• **Extract provided**

Coordination of Autologous and Directed Donations

  • There is a non-refundable additional charge for each unit of autologous and directed donor blood. These fees are not covered by most insurance carriers and will be assessed at the time of receipt from the blood supplier. If the blood is transfused, there are additional charges for the processing of the donor units. In addition, shipping charges may also apply.
  • The Blood Bank of the University of Michigan Hospitals and Health Centers does not collect directed or autologous donor units.
  • To arrange for a directed donation call the Blood Bank Transfusion and Apheresis Service, Monday through Friday, between 8:00 AM and 4:00 pm 734-936-6900) for assistance in arranging such donations through the Southeastern Michigan Red Cross or other blood centers.
  • It is advisable that one person, possibly the patient, coordinate donation appointments and communicate with the Blood Bank regarding the number of units available.
  • Donors may schedule appointments from four weeks to five working days prior to anticipated use.
  • If all of the directed donor units are not used for the patient's treatment within four days of the anticipated transfusion, the remaining blood will be made available for other hospital patients. Therefore, if the scheduled procedure is delayed, and the Blood Bank is not notified, the donated units may be unavailable.
  • All blood received by the Blood Bank of the University of Michigan Hospitals, including blood designated for specific patients, becomes the property of the University of Michigan Hospitals, and in the event of an emergency, may be used for another patient.

Donation

Type

Definition

Advantages

Risks

Autologous

Donations

Autologous transfusion is the transfusion of a patient with his/her own blood. Candidates for predeposit autologous transfusion are most often relatively healthy adults or adolescents who will undergo elective or semi-elective surgical procedures with a predictable blood loss.

  • Avoids the risk of transmission of infectious disease and immunization to foreign antigens.

  • Provides compatible blood for a patient with multiple unexpected antibodies or antibodies directed against high incidence antigens

  • Blood for autologous transfusion can be obtained both intraoperatively or preoperatively

  • Bacterial contamination Autologous donation is not appropriate for patients with active infection or antibiotic therapy

  • Transfusion to the wrong patient.

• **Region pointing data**
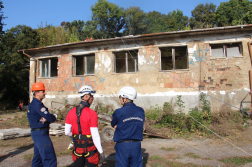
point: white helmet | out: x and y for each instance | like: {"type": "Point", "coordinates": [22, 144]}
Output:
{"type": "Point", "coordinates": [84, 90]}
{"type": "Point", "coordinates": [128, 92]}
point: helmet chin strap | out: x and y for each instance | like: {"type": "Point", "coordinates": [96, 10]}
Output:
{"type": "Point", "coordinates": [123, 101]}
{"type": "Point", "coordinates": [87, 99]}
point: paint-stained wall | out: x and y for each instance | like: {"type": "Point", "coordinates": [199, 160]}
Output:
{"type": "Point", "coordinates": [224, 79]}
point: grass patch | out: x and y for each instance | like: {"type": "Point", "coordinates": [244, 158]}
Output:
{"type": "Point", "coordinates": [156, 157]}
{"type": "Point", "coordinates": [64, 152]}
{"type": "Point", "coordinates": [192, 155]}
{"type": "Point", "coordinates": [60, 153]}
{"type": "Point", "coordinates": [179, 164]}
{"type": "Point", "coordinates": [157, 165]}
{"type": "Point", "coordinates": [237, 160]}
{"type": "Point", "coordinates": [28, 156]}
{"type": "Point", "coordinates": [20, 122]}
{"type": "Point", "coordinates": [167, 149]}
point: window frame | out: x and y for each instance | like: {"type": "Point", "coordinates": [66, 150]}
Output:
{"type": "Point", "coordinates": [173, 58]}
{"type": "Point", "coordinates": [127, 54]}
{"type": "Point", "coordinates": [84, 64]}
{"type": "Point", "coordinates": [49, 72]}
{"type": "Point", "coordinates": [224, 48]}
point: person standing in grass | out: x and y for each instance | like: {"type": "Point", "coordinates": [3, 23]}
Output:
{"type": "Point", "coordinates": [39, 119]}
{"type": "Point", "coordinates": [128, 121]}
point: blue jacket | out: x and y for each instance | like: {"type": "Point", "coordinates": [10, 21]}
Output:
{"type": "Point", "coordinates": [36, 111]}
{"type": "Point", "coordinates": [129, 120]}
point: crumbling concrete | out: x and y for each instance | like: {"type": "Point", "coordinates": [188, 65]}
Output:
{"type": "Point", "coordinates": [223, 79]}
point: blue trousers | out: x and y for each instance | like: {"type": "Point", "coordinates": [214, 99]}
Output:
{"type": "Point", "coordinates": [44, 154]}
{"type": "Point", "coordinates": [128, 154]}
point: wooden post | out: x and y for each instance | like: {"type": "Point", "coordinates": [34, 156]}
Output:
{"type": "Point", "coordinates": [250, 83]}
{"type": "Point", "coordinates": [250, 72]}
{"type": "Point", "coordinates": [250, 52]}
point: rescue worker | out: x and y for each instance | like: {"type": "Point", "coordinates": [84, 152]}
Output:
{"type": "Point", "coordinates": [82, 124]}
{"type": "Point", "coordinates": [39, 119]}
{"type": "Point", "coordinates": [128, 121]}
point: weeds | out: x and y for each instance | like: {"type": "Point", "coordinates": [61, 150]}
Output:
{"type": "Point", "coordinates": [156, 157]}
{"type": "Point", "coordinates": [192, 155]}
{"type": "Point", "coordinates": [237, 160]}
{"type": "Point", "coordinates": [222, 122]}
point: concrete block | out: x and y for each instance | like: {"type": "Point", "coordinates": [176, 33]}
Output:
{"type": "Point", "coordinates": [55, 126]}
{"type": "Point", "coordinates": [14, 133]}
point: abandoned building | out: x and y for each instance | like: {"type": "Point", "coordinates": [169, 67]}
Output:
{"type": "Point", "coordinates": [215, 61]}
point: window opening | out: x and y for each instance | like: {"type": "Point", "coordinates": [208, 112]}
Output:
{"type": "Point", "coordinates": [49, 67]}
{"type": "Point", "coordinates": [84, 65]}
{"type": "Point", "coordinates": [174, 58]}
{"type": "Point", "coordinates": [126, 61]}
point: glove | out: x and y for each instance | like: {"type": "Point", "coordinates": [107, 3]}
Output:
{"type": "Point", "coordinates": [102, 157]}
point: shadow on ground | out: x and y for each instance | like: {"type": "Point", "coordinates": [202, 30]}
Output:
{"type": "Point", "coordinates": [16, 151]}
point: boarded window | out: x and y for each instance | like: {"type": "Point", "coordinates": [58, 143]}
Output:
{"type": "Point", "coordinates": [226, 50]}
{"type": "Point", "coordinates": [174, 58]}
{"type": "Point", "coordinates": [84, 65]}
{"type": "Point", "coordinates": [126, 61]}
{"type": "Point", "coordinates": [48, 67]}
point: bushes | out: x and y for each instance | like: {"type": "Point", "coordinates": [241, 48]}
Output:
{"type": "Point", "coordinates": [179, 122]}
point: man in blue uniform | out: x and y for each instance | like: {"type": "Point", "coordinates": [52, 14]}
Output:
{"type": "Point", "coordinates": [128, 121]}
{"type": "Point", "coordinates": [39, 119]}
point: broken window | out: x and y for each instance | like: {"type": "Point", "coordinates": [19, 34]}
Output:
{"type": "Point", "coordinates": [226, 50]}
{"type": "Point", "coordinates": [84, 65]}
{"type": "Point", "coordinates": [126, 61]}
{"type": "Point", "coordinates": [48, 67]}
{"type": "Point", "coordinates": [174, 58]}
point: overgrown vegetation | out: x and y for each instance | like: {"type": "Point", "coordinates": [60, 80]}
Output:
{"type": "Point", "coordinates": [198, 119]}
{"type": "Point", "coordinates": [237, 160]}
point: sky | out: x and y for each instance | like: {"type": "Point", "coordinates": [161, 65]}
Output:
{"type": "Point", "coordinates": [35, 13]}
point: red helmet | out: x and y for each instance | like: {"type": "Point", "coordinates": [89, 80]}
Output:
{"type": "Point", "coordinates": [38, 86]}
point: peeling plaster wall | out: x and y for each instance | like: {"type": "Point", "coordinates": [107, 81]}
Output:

• **Directions**
a: Answer these about the blood donation extract:
(i) Does the Blood Bank of the University of Michigan Hospitals and Health Centers collect directed or autologous donor units?
(ii) How far ahead of anticipated use may donors schedule appointments?
(iii) For which patients is autologous donation not appropriate?
b: What advantages of autologous donation does the blood donation extract list? Give all of them.
c: Supply what follows the blood donation extract, starting after its final line, "Transfusion to the wrong patient."
The records are material apart from the blood donation extract.

• **Written answers**
a:
(i) No, it does not collect directed or autologous donor units.
(ii) From four weeks to five working days prior to anticipated use.
(iii) Patients with active infection or antibiotic therapy.

b:
- Avoids the risk of transmission of infectious disease and immunization to foreign antigens.
- Provides compatible blood for a patient with multiple unexpected antibodies or antibodies directed against high incidence antigens.
- Blood for autologous transfusion can be obtained both intraoperatively or preoperatively.

c:
  • Prospective autologous donors should have a hematocrit no less than 0.33 (33%). Administer an iron supplement during the period of blood donation to compensate for the red cell loss

 

Directed Donations

When a patient selects donors to provide blood for his or her subsequent elective transfusion.

The patient should know his or her blood type to expedite selection of compatible donors.

There are no studies that conclusively indicate blood from directed donors is any safer than that from other volunteer donors.

Directed donors must meet donor screening criteria comparable to volunteer blood donors; therefore, infectious disease testing must be completed before release of the blood.

  • If blood components are needed in excess of those available from directed donors, they will be provided from the volunteer donor supply. The Blood Bank cannot guarantee that the blood collected from designated donors will be suitable or available for transfusion or sufficient for the patient's needs.

 

Therapeutic Phlebotomy

 

Procedure

Purpose

Comments

Therapeutic Phlebotomy

Useful in the management of polycythemia vera, idiopathic hemochromatosis, hemosiderosis, Wilson's disease and porphyria cutanea tarda.

Performed for outpatients by the Blood Bank or equipment can be provided for performance of the procedure on patient units.

 

Outpatient, Off-Site and Home Transfusion

Procedure

Purpose

Comments

Outpatient, Off-Site and Home Transfusion

Outpatient transfusion services are provided by the Cancer Center, 8th Floor Infusion Room and the Transplant Ambulatory Care Unit. Under certain circumstances, transfusion of blood components may be performed off-site, such as in a nursing home or at a patient's residence.

 

Off-site transfusion services are provided by visiting nurse groups.